▶ [Exercise directions]
Please render every line of the items below as a numbered list, omitting any blank lines.

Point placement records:
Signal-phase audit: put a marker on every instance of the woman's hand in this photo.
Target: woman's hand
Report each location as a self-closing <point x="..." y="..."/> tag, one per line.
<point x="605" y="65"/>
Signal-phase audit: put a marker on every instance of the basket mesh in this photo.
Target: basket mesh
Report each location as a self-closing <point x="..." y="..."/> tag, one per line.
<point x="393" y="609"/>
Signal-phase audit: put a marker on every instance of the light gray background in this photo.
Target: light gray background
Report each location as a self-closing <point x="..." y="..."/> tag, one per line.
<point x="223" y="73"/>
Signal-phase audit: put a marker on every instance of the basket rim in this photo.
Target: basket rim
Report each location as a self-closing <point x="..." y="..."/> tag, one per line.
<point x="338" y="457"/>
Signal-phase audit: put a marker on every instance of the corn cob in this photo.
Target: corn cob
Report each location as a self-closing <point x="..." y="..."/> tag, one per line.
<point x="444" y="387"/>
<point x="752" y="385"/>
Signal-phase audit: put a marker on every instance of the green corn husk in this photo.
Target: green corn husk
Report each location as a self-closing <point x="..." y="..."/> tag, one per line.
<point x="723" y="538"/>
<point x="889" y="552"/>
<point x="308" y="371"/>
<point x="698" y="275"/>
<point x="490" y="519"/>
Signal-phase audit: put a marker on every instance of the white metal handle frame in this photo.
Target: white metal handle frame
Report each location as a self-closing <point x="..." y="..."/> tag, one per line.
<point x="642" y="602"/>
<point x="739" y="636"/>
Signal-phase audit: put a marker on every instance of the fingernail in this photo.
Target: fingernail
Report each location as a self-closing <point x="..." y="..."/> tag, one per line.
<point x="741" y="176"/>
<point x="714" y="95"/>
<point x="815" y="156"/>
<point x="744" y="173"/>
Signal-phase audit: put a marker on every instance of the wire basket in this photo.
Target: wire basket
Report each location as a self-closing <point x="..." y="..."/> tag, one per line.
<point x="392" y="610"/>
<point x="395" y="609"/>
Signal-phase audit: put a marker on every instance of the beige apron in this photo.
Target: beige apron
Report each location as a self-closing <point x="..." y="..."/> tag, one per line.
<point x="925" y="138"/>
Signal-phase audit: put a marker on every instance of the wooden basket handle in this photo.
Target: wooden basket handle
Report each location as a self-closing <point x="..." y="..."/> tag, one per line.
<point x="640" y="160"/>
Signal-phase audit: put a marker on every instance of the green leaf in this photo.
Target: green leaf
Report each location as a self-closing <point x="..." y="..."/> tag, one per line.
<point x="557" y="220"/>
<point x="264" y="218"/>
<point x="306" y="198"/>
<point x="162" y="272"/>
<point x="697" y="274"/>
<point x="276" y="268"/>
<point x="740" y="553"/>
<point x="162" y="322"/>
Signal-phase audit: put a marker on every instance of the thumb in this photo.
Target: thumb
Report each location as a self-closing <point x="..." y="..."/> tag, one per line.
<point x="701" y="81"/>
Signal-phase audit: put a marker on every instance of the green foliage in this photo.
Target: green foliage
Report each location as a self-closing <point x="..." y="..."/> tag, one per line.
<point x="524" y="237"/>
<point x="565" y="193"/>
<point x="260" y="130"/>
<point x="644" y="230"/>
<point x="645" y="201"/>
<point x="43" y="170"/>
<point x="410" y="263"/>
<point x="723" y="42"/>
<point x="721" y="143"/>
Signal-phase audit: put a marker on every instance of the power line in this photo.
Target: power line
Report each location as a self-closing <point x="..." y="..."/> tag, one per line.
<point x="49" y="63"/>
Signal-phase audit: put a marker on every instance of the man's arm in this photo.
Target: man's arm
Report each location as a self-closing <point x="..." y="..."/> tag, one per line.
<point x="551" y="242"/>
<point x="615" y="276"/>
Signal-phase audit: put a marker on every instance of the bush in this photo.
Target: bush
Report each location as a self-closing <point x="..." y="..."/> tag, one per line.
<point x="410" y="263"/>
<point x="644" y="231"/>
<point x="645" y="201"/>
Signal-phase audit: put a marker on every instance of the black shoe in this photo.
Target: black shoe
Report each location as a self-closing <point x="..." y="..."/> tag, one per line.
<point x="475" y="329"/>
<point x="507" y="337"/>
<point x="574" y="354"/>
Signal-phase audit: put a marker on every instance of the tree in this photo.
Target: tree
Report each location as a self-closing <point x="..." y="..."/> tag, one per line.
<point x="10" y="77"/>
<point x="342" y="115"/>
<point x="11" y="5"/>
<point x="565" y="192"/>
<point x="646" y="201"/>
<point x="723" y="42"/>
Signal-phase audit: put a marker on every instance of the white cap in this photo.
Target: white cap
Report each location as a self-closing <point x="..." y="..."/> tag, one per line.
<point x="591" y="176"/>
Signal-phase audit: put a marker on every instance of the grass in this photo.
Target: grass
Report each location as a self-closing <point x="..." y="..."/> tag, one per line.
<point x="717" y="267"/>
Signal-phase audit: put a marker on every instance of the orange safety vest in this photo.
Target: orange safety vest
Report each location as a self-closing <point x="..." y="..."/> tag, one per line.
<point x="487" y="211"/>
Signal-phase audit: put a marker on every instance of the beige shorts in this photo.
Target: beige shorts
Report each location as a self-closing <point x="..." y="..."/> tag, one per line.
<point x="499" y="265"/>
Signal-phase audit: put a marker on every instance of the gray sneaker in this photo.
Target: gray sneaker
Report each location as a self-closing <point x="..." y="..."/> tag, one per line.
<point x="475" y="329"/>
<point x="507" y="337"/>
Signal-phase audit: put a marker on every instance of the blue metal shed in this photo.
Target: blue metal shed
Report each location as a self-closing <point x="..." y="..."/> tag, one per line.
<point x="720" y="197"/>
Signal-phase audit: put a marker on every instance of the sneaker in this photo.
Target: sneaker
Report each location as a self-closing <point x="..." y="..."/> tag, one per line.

▶ [Response to the exercise]
1. Signal-phase audit: put a marker on every instance of the woman's hand in this photo.
2. Target: woman's hand
3. Report each location as a self-closing <point x="..." y="..."/> tag, one per line.
4. <point x="605" y="65"/>
5. Signal-phase audit: put a marker on every instance of the basket mesh in this photo.
6. Target: basket mesh
7. Report each location as a self-closing <point x="..." y="..."/> tag, one per line.
8. <point x="393" y="609"/>
9. Signal-phase audit: put a marker on every instance of the light gray background in this photo.
10. Target: light gray background
11. Report each location as a self-closing <point x="..." y="..."/> tag, one per line.
12. <point x="223" y="73"/>
13. Signal-phase audit: put a marker on every instance of the basket rim in this photo.
14. Target: basket rim
15. Report each location as a self-closing <point x="..." y="..."/> tag, one per line.
16. <point x="338" y="457"/>
17. Signal-phase audit: put a marker on every instance of the corn cob in this photo.
18. Target: corn cob
19. Report each location as a self-closing <point x="..." y="..."/> tag, one per line.
20. <point x="444" y="387"/>
21. <point x="752" y="385"/>
22. Signal-phase audit: put a marker on every instance of the green corn husk in this photo.
23. Target: green corn husk
24. Report each location as a self-closing <point x="..." y="..."/> tag, one per line.
25. <point x="723" y="538"/>
26. <point x="889" y="552"/>
27. <point x="308" y="371"/>
28. <point x="698" y="275"/>
29. <point x="490" y="519"/>
30. Signal-phase audit: put a marker on every instance of the white metal handle frame in this photo.
31. Target: white metal handle frame
32. Report each location as a self-closing <point x="..." y="..."/> tag, one per line.
33. <point x="642" y="602"/>
34. <point x="739" y="636"/>
35. Signal-phase audit: put a marker on every instance of the fingernail in this photo.
36. Target: fingernail
37. Report each location as a self-closing <point x="..." y="..."/> tag, one per line.
38. <point x="741" y="176"/>
39. <point x="714" y="95"/>
40. <point x="815" y="156"/>
41. <point x="744" y="173"/>
42. Signal-phase audit: put a marker on every instance of the wire basket in this photo.
43. Target: wire basket
44. Report each location as a self-closing <point x="..." y="..."/> tag, one per line.
45. <point x="392" y="610"/>
46. <point x="395" y="609"/>
47. Signal-phase audit: put a marker on every instance of the beige apron in this photo.
48. Target: beige apron
49. Report each location as a self-closing <point x="..." y="..."/> tag, one per line.
50. <point x="925" y="138"/>
51. Signal-phase audit: put a marker on every instance of the wooden basket handle in this photo.
52. Target: wooden basket handle
53. Report each location as a self-closing <point x="..." y="..."/> tag, one per line.
54. <point x="640" y="160"/>
55. Signal-phase audit: put a marker on every instance of the green leaf in this photo.
56. Target: green leaf
57. Report each location as a self-closing <point x="..." y="..."/> tag, one per line.
58. <point x="557" y="220"/>
59. <point x="264" y="218"/>
60. <point x="306" y="198"/>
61. <point x="162" y="272"/>
62. <point x="697" y="274"/>
63. <point x="276" y="268"/>
64. <point x="740" y="553"/>
65. <point x="162" y="322"/>
66. Signal-phase audit: put a marker on every instance of the thumb in this photo.
67. Target: thumb
68. Report each location as a self-closing <point x="..." y="..."/> tag, one per line.
69. <point x="701" y="81"/>
70. Signal-phase audit: put a marker on every instance of the green foliage in this photo.
71. Target: green foliage
72. Report each location as a self-closing <point x="..." y="..."/> tag, one per line.
73. <point x="524" y="237"/>
74. <point x="565" y="193"/>
75. <point x="260" y="130"/>
76. <point x="644" y="230"/>
77. <point x="645" y="201"/>
78. <point x="43" y="170"/>
79. <point x="410" y="263"/>
80. <point x="723" y="42"/>
81. <point x="721" y="143"/>
82. Signal-phase audit: put a marker on every instance of the power line in this photo.
83. Target: power line
84. Report each location as a self-closing <point x="..." y="..."/> tag, one per line.
85. <point x="49" y="63"/>
86. Signal-phase audit: put a marker on every instance of the man's arm in this photo.
87. Target: man's arm
88. Report each location as a self-closing <point x="..." y="..."/> tag, one per line.
89. <point x="551" y="242"/>
90. <point x="615" y="276"/>
91. Signal-phase audit: put a marker on every instance of the bush in this photo.
92. Target: bush
93. Report each location as a self-closing <point x="..." y="..."/> tag, one per line.
94. <point x="410" y="263"/>
95. <point x="644" y="231"/>
96. <point x="645" y="201"/>
97. Signal-phase audit: put a marker on every instance of the black shoe in this photo.
98. Target: black shoe
99. Report each location as a self-closing <point x="..." y="..."/> tag, one per line.
100. <point x="475" y="329"/>
101. <point x="507" y="337"/>
102. <point x="574" y="354"/>
103. Signal-phase audit: put a marker on every instance of the tree in this photo.
104. Target: tree
105. Report each location as a self-closing <point x="..." y="..."/> tag, one per line.
106. <point x="10" y="77"/>
107. <point x="342" y="115"/>
108. <point x="11" y="5"/>
109. <point x="565" y="192"/>
110. <point x="646" y="201"/>
111. <point x="723" y="42"/>
112. Signal-phase audit: put a marker on every instance of the white cap in this photo.
113. Target: white cap
114. Report each location as a self-closing <point x="..." y="..."/> tag, one per line.
115. <point x="591" y="176"/>
116. Signal-phase audit: put a marker on every instance of the grass in this photo.
117. Target: grass
118. Report each location as a self-closing <point x="..." y="..."/> tag, one per line.
119. <point x="717" y="267"/>
120. Signal-phase audit: put a marker on every instance of the orange safety vest in this photo.
121. Target: orange safety vest
122. Report each location as a self-closing <point x="..." y="..."/> tag, one per line.
123. <point x="487" y="211"/>
124. Signal-phase audit: put a marker on every instance of the beige shorts in this photo.
125. Target: beige shorts
126. Report each location as a self-closing <point x="..." y="..."/> tag, one per line.
127. <point x="499" y="265"/>
128. Signal-phase audit: put a marker on every instance of the gray sneaker in this photo.
129. Target: gray sneaker
130. Report each location as a self-closing <point x="..." y="..."/> tag, one per line.
131. <point x="475" y="329"/>
132. <point x="507" y="337"/>
133. Signal-phase audit: put a marker on every instance of the blue metal shed in this photo.
134. Target: blue metal shed
135. Report each location as a self-closing <point x="..." y="..."/> tag, one per line.
136. <point x="720" y="197"/>
137. Signal-phase audit: put a marker on every instance of the sneaker in this photo.
138. Target: sneaker
139. Report each location as a self-closing <point x="..." y="..."/> tag, one per line.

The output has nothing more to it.